**ASSIGNMENT:**
Answer these from the article below:
(a) How many years has the officer who fired been on the force?
(b) Which two cities send mobile teams of psychiatric and fire rescue healthcare workers to most calls involving mental illness or substance abuse?
(c) How old is Planellas's niece Mailin Robaina?

**TEXT:**

────────────────────

Golt said police had been to the home several times over the years. Family members estimated officers had been called or visited the property at 68 NW 95th St., dozens of times, sometimes as often as twice a month.

“We’ve Baker Acted her and called police,” said cousin Anthony Hernandez. “She’s cut herself and threatened suicide stuff. But she’s never threatened anybody else.”

Steadman Stahl, president of Miami-Dade’s Police Benevolent Association, said the case underlines the added difficulties that officers face when dealing with people who are mentally unstable.

“Unfortunately, he had to defend himself. I think the game changes when she comes out with a gun. He didn’t know it as a BB gun,” said Stahl. “The officer had split seconds to make a decision. I think in this country, it’s now time to address mental illness.”

He said the officer was in his 20s and has been on the force for five years. He was the first to arrive at the scene and alone when he fired. Stahl said it also was the only time the officer has fired his weapon in the line of duty.

Before the shooting, Arocha said Planellas was lying on her lap on the sofa speaking about a father she never knew who died in Cuba. Later in the day, she was going on a boat owned by her boyfriend, Wilfredo Hernandez. Arocha said she told her daughter to go take a shower and lost sight of her.

The next thing she noticed was Planellas standing outside at the end of the driveway near her car, holding the BB gun. She went to the front window to take a closer look and noticed the officer making a U-turn and pulling up next to the home. He advanced from the east side of the driveway towards Planellas on the western end.

“I said Etianna, what are you doing? Then the police yelled to put the gun down. She was pointing it at her head,” Arocha said.

Arocha said she has little recollection of what happened next. The moment Planellas lowered the weapon and the officer fired is a blur to her.

In South Florida, there is a long list of encounters between law enforcement and the mentally ill that have ended in injury or death.

Lavall Hall was 25 and had only recently returned home from a hospital stay in 2015, when Miami Gardens police encountered him shirtless and swinging a broomstick one morning before sunrise. An officer shot him five times as his mother begged them not to kill her son. A year later, a behavioral therapist lying on the ground with his hands up in the air while trying to protect his severely autistic client, was shot by a North Miami police officer. Charles Kinsey survived.

How law enforcement deals with the mentally ill was also a hot button issue during last summer’s heated Black Lives Matter protests, when calls went out for police to leave dealing with the mentally ill to qualified social workers. That, sociologists and activists say, would relieve a large burden from police and allow them to focus more on major crimes.

University of Miami criminologist and sociology department Chairman Alex Piqueros said the death of Planellas is a perfect example of why local law enforcement should adopt policies now in place in Dallas and being practiced in San Francisco. The two large cities now deploy mobile teams of psychiatric and fire rescue healthcare workers to most calls involving mental illness or substance abuse.

For those still hung up on the term “defund the police,” Piquero said, creating the mobile teams is actually a costly endeavor.

“They’re not replacing the police, but supplementing the police response in most cases,” said the sociology chair. “I’d rather err on the side of caution. I’m not blaming the cop. It seems reasonable for him to have acted that way. But a woman’s death might not have had to happen.”

Last week, Planellas’s family was still processing what happened. Her grandparents, cousins and children milled about. The television played loudly in the background as cats climbed on credenzas and tables. Anthony Hernandez cradled Anthony Jr., a 6-month-old that the family said Planellas adored. Niece Mailin Robaina, 29, was sorting through hundreds of pictures on the dining room table.

“She has more pictures of animals and cats than she does of people,” said Robaina. “But you know what, she was the closest aunt I had. I spent every weekend, holiday and Christmas with her. She was always a happy spirit.”

────────────────────

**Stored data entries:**

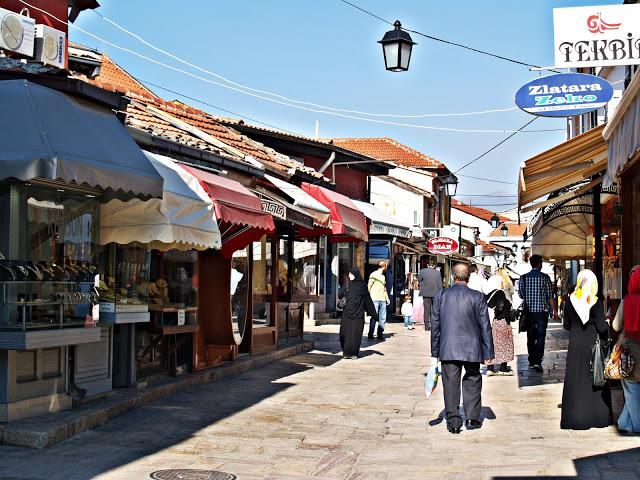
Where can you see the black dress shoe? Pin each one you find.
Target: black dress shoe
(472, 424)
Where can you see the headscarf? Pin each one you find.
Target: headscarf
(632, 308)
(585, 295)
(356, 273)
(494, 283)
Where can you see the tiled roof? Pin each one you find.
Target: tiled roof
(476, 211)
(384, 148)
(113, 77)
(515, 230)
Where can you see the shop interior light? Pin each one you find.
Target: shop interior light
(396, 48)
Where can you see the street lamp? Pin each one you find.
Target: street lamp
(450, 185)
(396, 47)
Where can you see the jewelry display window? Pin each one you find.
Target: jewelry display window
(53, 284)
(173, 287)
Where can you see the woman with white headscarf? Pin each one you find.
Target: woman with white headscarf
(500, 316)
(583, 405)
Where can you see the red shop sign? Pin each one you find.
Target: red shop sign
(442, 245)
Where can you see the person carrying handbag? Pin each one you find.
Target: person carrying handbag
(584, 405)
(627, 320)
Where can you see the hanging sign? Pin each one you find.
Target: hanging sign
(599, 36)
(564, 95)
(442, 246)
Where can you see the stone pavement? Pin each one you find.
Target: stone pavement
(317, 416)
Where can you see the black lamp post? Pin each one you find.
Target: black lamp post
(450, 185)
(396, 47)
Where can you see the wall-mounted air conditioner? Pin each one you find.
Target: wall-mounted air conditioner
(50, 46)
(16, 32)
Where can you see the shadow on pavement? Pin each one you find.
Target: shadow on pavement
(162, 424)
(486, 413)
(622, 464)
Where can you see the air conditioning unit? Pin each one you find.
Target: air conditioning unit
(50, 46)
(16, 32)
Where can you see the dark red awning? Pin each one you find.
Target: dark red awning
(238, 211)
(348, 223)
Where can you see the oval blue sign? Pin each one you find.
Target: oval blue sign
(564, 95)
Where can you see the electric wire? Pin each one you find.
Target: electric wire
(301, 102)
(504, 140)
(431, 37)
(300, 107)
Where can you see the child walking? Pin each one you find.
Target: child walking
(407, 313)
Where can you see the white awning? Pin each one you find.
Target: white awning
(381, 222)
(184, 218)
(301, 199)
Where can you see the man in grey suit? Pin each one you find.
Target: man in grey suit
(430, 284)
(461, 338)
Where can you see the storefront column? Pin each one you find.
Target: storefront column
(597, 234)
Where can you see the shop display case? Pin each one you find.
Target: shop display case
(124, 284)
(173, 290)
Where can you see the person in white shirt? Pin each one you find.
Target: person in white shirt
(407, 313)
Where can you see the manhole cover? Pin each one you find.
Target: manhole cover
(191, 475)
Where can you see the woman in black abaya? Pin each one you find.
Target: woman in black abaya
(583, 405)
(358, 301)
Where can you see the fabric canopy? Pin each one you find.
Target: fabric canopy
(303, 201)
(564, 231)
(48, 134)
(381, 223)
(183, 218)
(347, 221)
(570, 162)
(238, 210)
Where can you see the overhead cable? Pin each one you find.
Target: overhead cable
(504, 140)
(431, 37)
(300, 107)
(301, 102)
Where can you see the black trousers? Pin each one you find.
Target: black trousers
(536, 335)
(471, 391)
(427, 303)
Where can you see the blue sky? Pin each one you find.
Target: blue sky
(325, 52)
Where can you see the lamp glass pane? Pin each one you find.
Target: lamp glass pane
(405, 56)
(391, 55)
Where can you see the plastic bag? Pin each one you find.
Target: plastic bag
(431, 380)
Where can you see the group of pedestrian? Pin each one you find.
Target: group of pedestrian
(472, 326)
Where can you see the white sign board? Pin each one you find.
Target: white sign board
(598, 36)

────────────────────

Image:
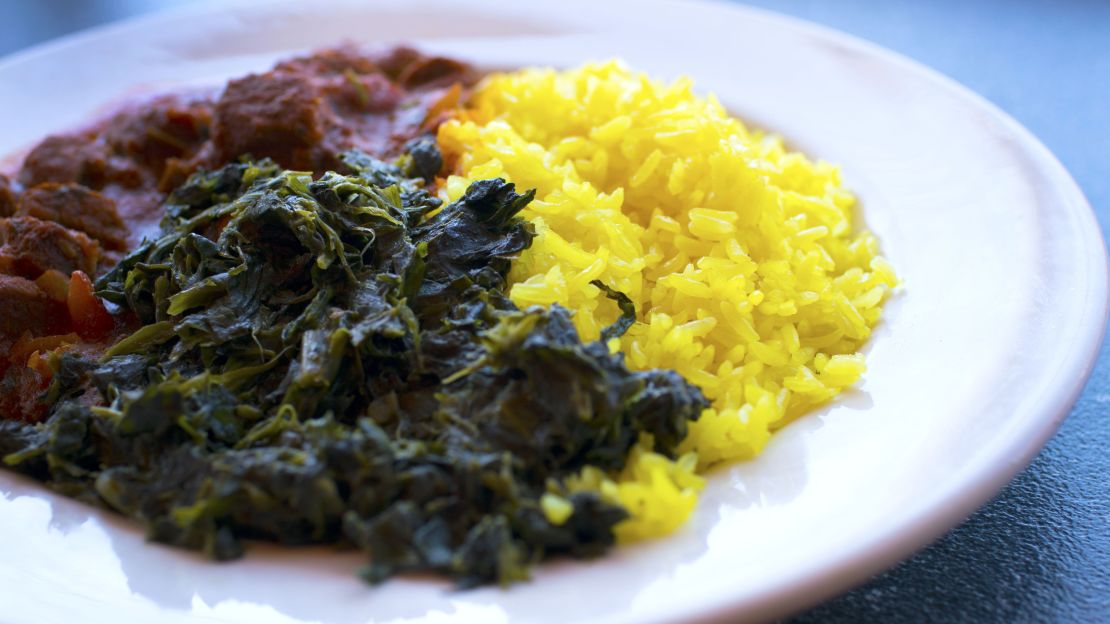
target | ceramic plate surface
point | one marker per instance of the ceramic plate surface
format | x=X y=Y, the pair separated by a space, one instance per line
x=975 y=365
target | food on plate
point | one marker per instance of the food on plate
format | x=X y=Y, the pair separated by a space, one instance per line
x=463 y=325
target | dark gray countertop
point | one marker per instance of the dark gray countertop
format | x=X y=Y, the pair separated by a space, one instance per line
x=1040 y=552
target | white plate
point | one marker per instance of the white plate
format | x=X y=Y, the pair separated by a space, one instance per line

────────────────────

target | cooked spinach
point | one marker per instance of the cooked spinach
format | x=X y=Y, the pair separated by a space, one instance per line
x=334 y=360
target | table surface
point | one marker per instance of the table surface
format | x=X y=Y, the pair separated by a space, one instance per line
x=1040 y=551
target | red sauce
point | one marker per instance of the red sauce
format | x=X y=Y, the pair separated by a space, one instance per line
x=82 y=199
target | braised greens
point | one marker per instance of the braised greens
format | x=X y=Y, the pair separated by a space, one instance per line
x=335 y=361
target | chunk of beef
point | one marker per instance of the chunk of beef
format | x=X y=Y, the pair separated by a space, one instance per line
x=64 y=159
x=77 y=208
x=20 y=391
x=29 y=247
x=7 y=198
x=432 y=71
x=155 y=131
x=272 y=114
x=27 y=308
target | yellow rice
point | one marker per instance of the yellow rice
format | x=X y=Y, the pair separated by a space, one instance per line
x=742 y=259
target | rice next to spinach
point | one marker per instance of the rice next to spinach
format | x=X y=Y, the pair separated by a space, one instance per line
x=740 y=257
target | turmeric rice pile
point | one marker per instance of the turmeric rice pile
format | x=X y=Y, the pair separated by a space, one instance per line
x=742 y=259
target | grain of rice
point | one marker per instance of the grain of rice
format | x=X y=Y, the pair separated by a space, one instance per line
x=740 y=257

────────────────────

**RESPONSE FOR THIS EXERCISE:**
(a) Five years.
(b) Dallas and San Francisco.
(c) 29.